È chiaro che Syriza non poteva onorare le proprie promesse circa la fine dell’austerità e rimanere ancora nell’Eurozona. In primo luogo avrebbero dovuto essere onesti su questo. Quasi certamente, il documento di Riforma è stato prodotto dal Governo greco, e non inviato loro da qualche scagnozzo della Troika o un altro insieme ad una penna per firmare sulla linea tratteggiata. L’immagine è importante e questo è un cambiamento.
Essi determinano la natura dell’austerità. Con il 25% di disoccupazione non considero quell’immagine un buon sostituto per la creazione immediata di posti di lavoro su larga scala.
Il documento di Riforma mostra chiaramente che il Governo greco prometterà di intraprendere una valanga di cambiamenti “strutturali” piuttosto generici (cioè non specificati), ma rimarrà all’interno della camicia di forza fiscale imposta dal Patto di Stabilità e Crescita e dai requisiti di bailout (con variazioni marginali).
Il documento afferma che il Governo greco:
Assicurerà che la sua lotta alla crisi umanitaria non abbia un effetto negativo in termini fiscali.
Cosa significa esattamente un “effetto negativo in termini fiscali”. Beh, per voi etimologi, è il termine che per i gruppi di pensiero neoliberisti sta ad indicare l’aumento della spesa a deficit. Noi ora pensiamo all’aumento dei deficit fiscali come a qualcosa di negativo, e all’aumento dei surplus come a qualcosa di positivo, indipendentemente da quanto stia accadendo nell’economia reale, alla crescita del reddito e alla disoccupazione.
E poi c’è la difficoltà – il piano greco che include un impegno ad effettuare quest’anno un surplus fiscale primario dell’1,5% (cioè un surplus al netto degli interessi pagati) è basato apparentemente sulla loro convinzione secondo cui dalla Banca Europea per gli Investimenti (BEI) verrà un massiccio stimolo fiscale, che porrà fine all’austerità promuovendo crescita e occupazione.
È come una massiccia spinta dovuta a reddito da esportazioni o ad un’iniezione federale [di valuta, ndt] a uno Stato. Galbraith continua la sua lezione:
Non ci sono soldi in Grecia; il Governo è in bancarotta. Politiche fiscali Keynesiane su larga scala non sono mai state considerate, perché necessariamente implicherebbero un’uscita – una politica espansiva in una nuova valuta, con tutti i soliti rischi. All’interno dell’Euro, i fondi per realizzare investimenti devono provenire da una migliore riscossione di tasse o dall’esterno, includendo gli investitori privati e la Banca Europea per gli Investimenti.
Il che è vero. Ma le riforme offerte ed ora concordate non sono condizionate ad alcuna iniziativa della BEI.
Tentare di sfruttare diverse propensioni al consumo di diversi gruppi di contribuenti non produrrà in Grecia una capacità di spesa sufficiente ad intaccare la crisi, né tantomeno a risolverla.
○ ○ ○ ○
*COMPITO ASSEGNATO A:* Estrai ogni riga, tra quelle riportate qui sotto, in cui compare la parola "large". Le maiuscole e le minuscole contano.

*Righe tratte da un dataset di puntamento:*
○ ○ ○ ○
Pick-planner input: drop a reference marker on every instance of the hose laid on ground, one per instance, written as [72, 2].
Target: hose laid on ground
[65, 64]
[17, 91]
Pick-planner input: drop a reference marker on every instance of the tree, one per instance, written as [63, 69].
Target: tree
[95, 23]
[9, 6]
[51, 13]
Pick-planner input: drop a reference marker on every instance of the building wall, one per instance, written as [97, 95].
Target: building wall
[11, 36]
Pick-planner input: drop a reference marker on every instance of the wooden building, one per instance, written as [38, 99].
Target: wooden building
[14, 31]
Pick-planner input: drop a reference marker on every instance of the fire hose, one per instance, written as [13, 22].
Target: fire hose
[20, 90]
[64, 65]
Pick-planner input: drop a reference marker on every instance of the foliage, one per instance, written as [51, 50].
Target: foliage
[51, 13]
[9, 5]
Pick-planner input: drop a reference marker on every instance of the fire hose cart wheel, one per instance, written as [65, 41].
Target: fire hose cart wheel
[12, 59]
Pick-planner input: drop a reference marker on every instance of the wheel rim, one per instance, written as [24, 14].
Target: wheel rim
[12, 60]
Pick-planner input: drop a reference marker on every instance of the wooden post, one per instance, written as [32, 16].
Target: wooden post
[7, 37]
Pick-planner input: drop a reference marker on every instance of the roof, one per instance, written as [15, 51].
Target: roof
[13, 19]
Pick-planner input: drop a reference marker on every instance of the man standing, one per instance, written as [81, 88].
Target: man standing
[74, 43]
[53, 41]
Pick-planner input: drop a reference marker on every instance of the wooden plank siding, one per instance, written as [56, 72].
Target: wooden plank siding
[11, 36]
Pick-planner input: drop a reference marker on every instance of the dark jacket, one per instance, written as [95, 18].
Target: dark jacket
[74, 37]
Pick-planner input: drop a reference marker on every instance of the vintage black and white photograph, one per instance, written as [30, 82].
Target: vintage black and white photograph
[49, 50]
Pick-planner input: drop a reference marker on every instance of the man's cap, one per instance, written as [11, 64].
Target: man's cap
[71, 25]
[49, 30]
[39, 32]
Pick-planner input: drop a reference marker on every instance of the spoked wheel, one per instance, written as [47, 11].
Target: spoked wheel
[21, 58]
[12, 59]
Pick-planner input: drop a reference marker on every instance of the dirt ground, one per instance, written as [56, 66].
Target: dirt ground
○ ○ ○ ○
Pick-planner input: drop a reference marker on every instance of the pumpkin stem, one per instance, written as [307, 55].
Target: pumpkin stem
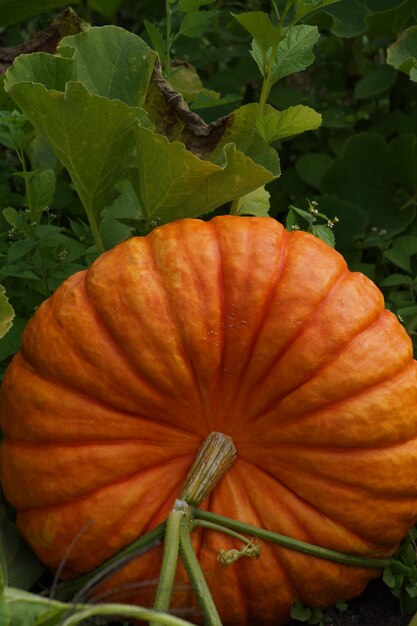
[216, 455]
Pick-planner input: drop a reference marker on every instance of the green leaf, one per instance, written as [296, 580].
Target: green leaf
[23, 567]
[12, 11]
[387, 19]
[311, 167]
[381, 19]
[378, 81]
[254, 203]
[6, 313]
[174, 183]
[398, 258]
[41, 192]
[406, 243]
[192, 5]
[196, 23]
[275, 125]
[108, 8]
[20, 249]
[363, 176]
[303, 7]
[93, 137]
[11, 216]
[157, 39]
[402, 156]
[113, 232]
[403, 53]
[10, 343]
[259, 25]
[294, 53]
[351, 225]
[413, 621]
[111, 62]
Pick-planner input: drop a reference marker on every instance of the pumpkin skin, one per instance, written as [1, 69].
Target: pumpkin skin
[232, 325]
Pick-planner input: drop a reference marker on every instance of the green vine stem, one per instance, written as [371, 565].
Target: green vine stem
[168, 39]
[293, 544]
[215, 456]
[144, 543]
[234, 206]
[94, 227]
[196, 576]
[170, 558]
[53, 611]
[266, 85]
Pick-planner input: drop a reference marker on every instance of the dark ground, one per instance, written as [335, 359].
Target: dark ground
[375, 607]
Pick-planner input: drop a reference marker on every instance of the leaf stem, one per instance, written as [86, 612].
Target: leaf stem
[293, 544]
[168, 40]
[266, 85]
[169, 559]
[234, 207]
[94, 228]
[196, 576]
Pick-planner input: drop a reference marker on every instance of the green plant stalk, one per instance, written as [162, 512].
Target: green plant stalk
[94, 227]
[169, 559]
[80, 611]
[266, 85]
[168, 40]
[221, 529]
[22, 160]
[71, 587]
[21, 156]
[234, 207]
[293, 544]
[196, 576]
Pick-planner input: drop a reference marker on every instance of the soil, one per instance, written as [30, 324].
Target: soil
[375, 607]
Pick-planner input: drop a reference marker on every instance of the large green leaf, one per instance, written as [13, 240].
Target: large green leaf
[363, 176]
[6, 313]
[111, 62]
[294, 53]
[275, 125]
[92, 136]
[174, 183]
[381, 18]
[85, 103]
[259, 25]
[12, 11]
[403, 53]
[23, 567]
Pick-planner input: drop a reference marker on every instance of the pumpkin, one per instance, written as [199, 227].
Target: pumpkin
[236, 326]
○ ○ ○ ○
*COMPITO ASSEGNATO B:* Scrivi il seguito del brano su Syriza e sull'austerità in Grecia, riprendendo subito dopo la sua ultima frase.

*SOLUZIONE PROPOSTA A:*
Pick-planner input: drop a reference marker on every instance of the large green leaf, one per instance, written as [13, 240].
Target: large green leaf

*SOLUZIONE PROPOSTA B:*
È necessario un massiccio intervento fiscale, anche se sappiamo che il percorso di crescita potenziale dell’economia è notevolmente ridotto rispetto a com’era prima della crisi. È chiaro che il Ministro delle Finanze supporti uno stimolo fiscale da parte della BEI.
È stato con Stuart Holland co-autore della cosiddetta Modesta Proposta. Torna in mente l’omonima satira di Jonathan Swift, pubblicata nel 1729, in cui i genitori irlandesi erano incoraggiati ad alleviare i propri problemi economici vendendo i propri figli come cibo, per dare piacere culinario al ricco.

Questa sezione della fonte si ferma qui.